Statistics can be misleading. Reading statistical blurbs at the bottom of a news channel's broadcast or in a newspaper can lead people to believe that by printing numbers and associating them with a phenomenon means that the statistic is true. This is especially the case when it comes to social statistics. The truth is that statistics only tell part of the story. By truly understanding relationships between variables, you may be able to decipher those numbers. This article explains one type of such relationships: positive correlations.
In psychology, relationships between variables are called correlations. It's basically a statistical measurement of that relationship. A negative correlation suggests that when one variable changes, another directly and negatively changes with it. The opposite effect, when one variable increases as another variable does, is a positive correlation. A denotation of +1 between two variables shows a perfect positive correlation ratio.
A true positive correlation will absolutely show some positive relation between one variable to another. One statistic that has proven to be true in many studies is the relationship between education and income. Studies have shown that the higher level or number of years a person has in education, the higher average income that person will earn over a lifetime. This study has shown, in some cases, a positive correlation of 0.79 or +0.79. This means that 79 percent of the time, the higher level an education a person in the study had, the higher average income she had versus someone with a lower-level education. It isn't absolute as a +1. There could always be that random person who never graduated from high school but went on to become a famous rock star or successful inventor.
You've probably seen headlines in papers that say one phenomenon is absolutely linked to another. A headline that reads "Study Says If You Love Red, You Love Chocolate" may suggest that all things colored red are totally linked to chocolate. You may even begin to believe that if you like chocolate, then red must be your favorite color. Some may even go as far as thinking that owning a red car means you are into chocolate. But that headline is just an assumption that chocolate and red have a positive correlation.

● **Directions**
1. In the article on positive correlations, what denotation between two variables shows a perfect positive correlation ratio?
2. Reproduce the stretch of the article on positive correlations from "In psychology, relationships" through "positive correlation ratio.".
The data that comes next is not needed for any of this work.

(Records drawn from a dataset)
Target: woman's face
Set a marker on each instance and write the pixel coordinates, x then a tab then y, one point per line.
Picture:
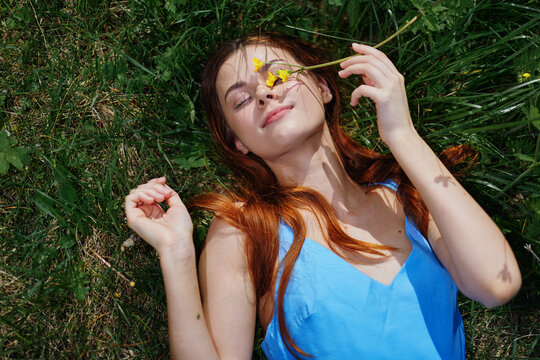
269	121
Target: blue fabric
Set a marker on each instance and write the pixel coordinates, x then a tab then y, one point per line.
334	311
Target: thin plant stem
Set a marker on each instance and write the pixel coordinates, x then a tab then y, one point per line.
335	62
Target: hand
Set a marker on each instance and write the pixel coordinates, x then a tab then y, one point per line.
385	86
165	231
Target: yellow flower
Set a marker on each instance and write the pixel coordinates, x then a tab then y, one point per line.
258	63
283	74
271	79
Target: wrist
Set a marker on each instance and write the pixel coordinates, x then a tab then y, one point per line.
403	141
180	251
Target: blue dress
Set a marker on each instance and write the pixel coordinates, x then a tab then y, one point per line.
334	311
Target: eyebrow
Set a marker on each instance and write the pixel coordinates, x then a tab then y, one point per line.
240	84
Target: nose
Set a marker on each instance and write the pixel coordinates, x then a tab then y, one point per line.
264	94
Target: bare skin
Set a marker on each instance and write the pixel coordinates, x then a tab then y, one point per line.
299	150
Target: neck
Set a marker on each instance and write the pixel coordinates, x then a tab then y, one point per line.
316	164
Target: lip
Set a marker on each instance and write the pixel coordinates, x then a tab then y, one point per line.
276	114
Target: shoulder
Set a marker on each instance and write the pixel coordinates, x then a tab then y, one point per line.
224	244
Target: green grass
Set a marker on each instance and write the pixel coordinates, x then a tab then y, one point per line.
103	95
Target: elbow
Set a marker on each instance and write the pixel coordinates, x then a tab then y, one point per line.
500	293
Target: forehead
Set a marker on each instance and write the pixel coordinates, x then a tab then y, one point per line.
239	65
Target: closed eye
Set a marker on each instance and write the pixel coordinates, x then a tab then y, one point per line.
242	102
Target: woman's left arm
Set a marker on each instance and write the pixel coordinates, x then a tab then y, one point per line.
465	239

* * *

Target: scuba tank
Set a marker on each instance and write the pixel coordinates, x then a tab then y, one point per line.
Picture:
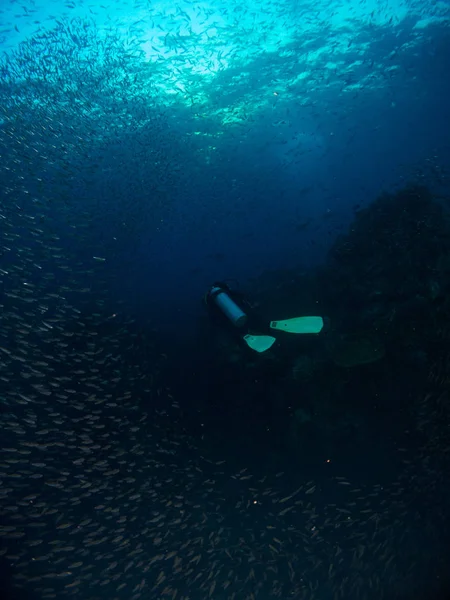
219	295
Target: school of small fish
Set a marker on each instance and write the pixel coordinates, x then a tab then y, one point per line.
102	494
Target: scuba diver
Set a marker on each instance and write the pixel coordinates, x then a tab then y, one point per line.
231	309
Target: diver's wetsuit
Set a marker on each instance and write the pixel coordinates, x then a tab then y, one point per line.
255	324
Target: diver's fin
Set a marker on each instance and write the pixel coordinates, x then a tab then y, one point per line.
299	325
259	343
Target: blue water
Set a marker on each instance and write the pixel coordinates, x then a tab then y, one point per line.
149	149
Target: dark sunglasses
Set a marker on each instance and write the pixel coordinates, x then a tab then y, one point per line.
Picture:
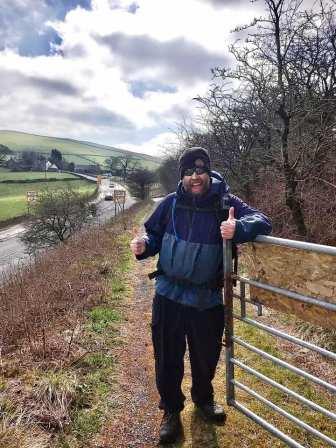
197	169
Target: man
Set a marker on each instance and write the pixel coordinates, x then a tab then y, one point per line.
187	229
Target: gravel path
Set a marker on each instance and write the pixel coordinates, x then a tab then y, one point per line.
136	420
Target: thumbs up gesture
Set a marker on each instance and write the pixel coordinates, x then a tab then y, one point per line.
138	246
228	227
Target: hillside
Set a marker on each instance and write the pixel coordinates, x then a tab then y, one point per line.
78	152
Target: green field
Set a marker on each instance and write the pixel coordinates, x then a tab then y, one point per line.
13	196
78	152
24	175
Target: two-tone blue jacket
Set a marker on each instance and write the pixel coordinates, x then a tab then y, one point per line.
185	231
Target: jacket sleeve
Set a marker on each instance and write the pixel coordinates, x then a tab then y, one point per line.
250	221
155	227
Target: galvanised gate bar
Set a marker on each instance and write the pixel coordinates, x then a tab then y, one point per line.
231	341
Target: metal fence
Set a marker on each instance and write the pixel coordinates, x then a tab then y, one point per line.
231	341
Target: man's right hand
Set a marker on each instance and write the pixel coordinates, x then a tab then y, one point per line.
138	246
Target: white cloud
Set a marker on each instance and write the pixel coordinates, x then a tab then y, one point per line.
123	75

...

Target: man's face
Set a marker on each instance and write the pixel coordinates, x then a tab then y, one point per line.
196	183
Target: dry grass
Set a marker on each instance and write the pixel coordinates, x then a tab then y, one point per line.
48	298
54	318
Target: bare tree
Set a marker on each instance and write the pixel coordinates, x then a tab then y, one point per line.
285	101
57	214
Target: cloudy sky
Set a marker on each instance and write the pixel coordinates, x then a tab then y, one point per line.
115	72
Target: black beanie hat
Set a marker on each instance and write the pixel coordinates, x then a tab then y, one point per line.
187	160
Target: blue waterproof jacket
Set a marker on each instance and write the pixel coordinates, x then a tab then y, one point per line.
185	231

● **Problem solutions**
1. A denotation of +1 shows a perfect positive correlation ratio.

2.
In psychology, relationships between variables are called correlations. It's basically a statistical measurement of that relationship. A negative correlation suggests that when one variable changes, another directly and negatively changes with it. The opposite effect, when one variable increases as another variable does, is a positive correlation. A denotation of +1 between two variables shows a perfect positive correlation ratio.